2.6. Texture profile analysis (TPA)

The texture profile of the samples was determined with a Texture AnalyzerTM (Stable Micro System Ltd., Godalming, Surrey, GU7 1YL, UK). Cheese samples were molded in a dimension of 20 × 20 mm, and two‐bite compression experiments with a flat cylinder probe (25 mm diameter) were done at room temperature (±2°C). The strain rate at a speed of 1 mm/s and the maximum penetration rate of 10 mm were investigated. The textural parameters studied included hardness, cohesiveness, chewiness, resilience, and springiness (El‐Batawy & Soliman, 2017).

2.7. Total phenol content and antioxidant activity analysis

To determine the total phenol content (TPC) and antioxidant activity of cheeses, first, their methanol extracts were extracted. Five grams of sample was added to 5 ml of methanol and stirred for 5 min. Then, the extracts of cheeses were kept in the refrigerator for 2 h and centrifuged for 30 min at 8602 g (at 4°C). The final extracts were obtained after filtering the supernatant with Whatman paper No. 42 (Akan et al., 2021).

---

• **WHAT YOU WILL DO**
Summarize the passage on cheese testing methods in two sentences.

Object location annotation data:

---

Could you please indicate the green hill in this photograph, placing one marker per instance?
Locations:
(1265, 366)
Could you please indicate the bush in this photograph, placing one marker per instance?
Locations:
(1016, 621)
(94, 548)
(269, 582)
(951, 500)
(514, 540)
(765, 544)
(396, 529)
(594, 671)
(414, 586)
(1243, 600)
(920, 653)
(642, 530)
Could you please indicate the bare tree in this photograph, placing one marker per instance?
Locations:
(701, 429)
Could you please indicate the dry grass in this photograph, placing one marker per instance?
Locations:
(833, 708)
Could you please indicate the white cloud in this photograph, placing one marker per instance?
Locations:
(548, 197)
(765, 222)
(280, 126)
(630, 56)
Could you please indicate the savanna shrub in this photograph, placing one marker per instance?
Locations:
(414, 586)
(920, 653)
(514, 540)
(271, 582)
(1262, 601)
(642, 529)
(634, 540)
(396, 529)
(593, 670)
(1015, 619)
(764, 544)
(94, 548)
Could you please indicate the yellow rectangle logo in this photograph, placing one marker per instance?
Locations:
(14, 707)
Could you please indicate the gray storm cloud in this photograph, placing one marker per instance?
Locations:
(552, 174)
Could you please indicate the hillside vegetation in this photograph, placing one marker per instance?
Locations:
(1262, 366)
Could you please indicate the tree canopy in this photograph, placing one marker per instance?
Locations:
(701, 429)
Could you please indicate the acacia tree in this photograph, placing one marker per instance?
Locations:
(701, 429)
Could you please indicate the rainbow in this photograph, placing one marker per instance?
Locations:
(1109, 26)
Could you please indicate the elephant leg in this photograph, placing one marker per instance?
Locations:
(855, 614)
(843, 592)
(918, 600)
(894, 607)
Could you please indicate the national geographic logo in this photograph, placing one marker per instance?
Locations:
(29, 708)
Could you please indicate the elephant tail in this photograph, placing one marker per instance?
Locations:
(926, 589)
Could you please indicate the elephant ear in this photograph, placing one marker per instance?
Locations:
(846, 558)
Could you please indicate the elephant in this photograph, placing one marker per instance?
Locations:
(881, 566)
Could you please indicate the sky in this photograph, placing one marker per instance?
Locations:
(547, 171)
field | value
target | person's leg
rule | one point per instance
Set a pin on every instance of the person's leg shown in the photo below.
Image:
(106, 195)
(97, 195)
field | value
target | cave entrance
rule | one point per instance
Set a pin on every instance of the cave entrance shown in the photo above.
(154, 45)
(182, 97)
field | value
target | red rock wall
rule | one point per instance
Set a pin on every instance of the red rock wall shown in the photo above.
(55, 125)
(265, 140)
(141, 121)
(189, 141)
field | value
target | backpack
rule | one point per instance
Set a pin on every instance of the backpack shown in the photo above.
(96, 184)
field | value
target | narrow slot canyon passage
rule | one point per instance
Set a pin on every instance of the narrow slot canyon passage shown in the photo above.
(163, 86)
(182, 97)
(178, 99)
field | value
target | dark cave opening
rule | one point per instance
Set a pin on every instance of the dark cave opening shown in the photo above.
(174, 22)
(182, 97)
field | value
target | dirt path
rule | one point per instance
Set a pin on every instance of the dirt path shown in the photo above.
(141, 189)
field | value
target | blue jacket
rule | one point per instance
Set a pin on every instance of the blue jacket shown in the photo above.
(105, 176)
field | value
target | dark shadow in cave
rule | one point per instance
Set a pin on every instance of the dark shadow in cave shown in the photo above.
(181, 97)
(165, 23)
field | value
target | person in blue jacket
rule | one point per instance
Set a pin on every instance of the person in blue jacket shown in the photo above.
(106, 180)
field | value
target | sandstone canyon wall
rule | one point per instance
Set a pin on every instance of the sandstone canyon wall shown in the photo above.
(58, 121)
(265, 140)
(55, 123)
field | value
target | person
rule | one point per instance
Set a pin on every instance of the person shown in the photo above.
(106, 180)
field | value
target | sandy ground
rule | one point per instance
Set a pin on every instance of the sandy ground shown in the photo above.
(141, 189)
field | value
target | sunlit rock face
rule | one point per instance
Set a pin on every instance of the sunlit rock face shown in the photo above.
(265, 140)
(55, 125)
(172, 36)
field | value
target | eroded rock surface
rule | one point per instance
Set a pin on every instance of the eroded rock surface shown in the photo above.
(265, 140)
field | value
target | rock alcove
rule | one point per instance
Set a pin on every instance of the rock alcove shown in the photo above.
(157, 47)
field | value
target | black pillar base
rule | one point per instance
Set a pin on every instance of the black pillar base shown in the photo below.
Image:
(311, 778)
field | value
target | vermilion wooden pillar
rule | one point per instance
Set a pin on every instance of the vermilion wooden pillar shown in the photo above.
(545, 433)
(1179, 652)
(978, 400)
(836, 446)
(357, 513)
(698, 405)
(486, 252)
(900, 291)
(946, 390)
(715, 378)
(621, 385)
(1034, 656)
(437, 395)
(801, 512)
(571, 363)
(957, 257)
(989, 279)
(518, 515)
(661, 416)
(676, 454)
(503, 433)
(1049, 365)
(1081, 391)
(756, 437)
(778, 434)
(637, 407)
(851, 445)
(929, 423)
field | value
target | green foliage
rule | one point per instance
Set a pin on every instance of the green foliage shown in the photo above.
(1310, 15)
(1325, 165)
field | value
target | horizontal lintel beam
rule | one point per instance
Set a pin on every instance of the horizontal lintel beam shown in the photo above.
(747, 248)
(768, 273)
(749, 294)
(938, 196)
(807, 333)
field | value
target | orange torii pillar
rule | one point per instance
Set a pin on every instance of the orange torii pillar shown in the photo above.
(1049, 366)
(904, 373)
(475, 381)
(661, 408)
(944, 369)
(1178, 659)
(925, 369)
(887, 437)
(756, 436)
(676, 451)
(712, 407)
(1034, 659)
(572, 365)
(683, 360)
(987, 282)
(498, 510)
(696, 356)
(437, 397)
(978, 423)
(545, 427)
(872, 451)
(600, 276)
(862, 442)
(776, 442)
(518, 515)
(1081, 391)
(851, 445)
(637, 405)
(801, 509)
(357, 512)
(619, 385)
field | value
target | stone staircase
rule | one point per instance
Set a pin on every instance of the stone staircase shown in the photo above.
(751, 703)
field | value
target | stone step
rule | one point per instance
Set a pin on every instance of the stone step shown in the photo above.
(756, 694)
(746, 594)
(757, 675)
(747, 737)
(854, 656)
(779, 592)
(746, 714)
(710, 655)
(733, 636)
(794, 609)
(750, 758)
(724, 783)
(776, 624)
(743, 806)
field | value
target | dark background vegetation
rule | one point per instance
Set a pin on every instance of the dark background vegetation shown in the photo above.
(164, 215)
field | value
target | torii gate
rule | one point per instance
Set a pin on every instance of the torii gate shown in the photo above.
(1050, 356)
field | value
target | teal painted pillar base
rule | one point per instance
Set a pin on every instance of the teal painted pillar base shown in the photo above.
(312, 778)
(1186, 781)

---

• **PROBLEM SOLUTION**
The texture profile of the cheese samples, molded to 20 × 20 mm, was measured with a Texture Analyzer using two-bite compression with a 25 mm flat cylinder probe at room temperature, and hardness, cohesiveness, chewiness, resilience, and springiness were examined. To assess total phenol content and antioxidant activity, five grams of each cheese was stirred with 5 ml of methanol, refrigerated for 2 h, centrifuged for 30 min at 8602 g, and filtered through Whatman paper No. 42 to obtain the final extracts.